*EXTRACTED TEXT*.

Climate Data

Hurrell North Atlantic Oscillation (NAO) Index (station-based)

The winter (December thru March) station-based index of the NAO is based on the difference of normalized sea level pressure (SLP) between Lisbon, Portugal and Stykkisholmur/Reykjavik, Iceland since 1864. Positive values of the NAO index are typically associated with stronger-than-average westerlies over the middle latitudes, more intense weather systems over the North Atlantic and wetter/milder weather over western Europe. Monthly, seasonal and annual indices using slightly different data sources for the southern station are also available.

Key Strengths:

  • Station-based indices extend back to the mid-19th century or earlier
  • Simple to construct and understand

Key Limitations:

  • The stations are fixed in space and thus may not track the movement of the NAO centers of action through the annual cycle
  • Individual station pressure readings can be noisy due to small-scale and transient meteorological phenomena unrelated to the NAO

Expert Developer Guidance

Since there is no unique way to define the spatial structure of the NAO, it follows that there is no universally accepted index to describe the temporal evolution of the phenomenon. Most modern NAO indices are derived either from the simple difference in surface pressure anomalies between various northern and southern locations, or from the PC time series of the leading (usually regional) EOF of sea level pressure (SLP). Many examples of the former exist, usually based on instrumental records from individual stations near the NAO centers of action, but sometimes from gridded SLP analyses. A major advantage of most of these indices is their extension back to the mid-19th century or earlier.

A disadvantage of station-based indices is that they are fixed in space. Given the movement of the NAO centers of action through the annual cycle, such indices can only adequately capture NAO variability for parts of the year. Moreover, individual station pressures are significantly affected by small-scale and transient meteorological phenomena not related to the NAO and, thus, contain noise.

*Saved data entries*.
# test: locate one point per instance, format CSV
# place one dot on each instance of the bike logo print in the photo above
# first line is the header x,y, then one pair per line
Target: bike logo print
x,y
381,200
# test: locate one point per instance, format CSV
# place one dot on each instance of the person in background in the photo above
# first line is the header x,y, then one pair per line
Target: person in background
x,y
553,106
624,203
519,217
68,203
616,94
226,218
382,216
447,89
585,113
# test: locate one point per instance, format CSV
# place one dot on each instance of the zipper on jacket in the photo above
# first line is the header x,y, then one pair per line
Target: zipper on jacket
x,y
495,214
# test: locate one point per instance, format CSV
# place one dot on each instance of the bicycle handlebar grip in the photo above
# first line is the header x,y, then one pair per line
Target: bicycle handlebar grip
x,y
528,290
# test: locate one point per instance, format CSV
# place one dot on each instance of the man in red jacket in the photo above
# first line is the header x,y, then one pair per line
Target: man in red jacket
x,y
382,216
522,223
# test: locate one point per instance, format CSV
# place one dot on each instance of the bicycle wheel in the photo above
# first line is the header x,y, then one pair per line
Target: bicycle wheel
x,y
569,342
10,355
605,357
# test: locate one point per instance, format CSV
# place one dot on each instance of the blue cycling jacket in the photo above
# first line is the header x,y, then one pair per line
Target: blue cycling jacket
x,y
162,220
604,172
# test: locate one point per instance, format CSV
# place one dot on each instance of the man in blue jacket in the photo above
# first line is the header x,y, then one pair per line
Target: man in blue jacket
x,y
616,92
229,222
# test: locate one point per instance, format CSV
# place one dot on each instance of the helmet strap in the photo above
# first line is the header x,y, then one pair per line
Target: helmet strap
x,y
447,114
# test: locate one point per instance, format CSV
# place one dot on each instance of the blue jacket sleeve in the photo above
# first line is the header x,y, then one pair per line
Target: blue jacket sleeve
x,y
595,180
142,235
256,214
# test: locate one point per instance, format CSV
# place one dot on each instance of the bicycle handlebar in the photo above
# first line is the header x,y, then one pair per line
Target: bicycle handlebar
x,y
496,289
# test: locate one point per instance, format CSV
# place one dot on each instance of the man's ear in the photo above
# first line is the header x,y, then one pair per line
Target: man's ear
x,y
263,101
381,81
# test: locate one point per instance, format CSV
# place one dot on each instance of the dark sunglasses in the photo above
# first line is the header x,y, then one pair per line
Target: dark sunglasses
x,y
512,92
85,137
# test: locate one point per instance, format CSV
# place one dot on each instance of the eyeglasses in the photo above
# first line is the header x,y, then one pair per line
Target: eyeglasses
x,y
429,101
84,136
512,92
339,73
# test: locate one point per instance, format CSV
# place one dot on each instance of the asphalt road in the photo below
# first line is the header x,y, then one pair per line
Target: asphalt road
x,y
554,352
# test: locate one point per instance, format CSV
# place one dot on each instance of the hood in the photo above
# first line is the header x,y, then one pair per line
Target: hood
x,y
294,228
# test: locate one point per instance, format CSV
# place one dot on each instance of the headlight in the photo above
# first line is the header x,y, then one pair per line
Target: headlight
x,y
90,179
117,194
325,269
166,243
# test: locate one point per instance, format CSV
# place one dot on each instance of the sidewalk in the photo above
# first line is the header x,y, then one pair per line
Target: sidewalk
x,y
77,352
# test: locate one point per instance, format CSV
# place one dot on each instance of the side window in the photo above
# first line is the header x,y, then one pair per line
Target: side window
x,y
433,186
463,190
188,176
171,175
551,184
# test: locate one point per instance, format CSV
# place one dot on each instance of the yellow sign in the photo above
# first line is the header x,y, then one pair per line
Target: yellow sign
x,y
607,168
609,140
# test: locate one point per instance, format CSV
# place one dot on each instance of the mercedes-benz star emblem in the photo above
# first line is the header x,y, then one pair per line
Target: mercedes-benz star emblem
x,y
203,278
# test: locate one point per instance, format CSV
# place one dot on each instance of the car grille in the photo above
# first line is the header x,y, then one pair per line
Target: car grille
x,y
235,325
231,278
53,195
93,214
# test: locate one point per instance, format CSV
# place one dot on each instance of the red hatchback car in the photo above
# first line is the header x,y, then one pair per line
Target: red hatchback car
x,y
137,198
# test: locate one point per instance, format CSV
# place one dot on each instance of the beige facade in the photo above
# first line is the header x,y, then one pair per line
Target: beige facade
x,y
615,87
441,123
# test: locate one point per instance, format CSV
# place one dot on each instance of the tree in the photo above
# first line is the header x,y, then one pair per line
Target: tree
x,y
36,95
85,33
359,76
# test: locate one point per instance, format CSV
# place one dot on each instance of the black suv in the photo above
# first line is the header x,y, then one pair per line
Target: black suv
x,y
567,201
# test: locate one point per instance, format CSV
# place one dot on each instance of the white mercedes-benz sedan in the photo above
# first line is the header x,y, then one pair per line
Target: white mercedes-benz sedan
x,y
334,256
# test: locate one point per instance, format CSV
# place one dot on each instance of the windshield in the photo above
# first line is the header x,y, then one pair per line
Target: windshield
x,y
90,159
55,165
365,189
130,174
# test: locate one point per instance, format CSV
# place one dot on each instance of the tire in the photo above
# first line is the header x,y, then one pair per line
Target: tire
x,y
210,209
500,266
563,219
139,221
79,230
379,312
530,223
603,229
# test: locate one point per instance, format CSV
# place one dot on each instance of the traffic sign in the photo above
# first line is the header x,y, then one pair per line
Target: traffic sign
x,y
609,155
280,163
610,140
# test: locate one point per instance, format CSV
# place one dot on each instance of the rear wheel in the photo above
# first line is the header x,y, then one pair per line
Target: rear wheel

*WHAT YOU NEED TO DO*. Write out the NAO index description from "Since there is" up to and including "century or earlier.", changing "instrumental records" to "observational records".

*EXERCISE RESPONSE*.
Since there is no unique way to define the spatial structure of the NAO, it follows that there is no universally accepted index to describe the temporal evolution of the phenomenon. Most modern NAO indices are derived either from the simple difference in surface pressure anomalies between various northern and southern locations, or from the PC time series of the leading (usually regional) EOF of sea level pressure (SLP). Many examples of the former exist, usually based on observational records from individual stations near the NAO centers of action, but sometimes from gridded SLP analyses. A major advantage of most of these indices is their extension back to the mid-19th century or earlier.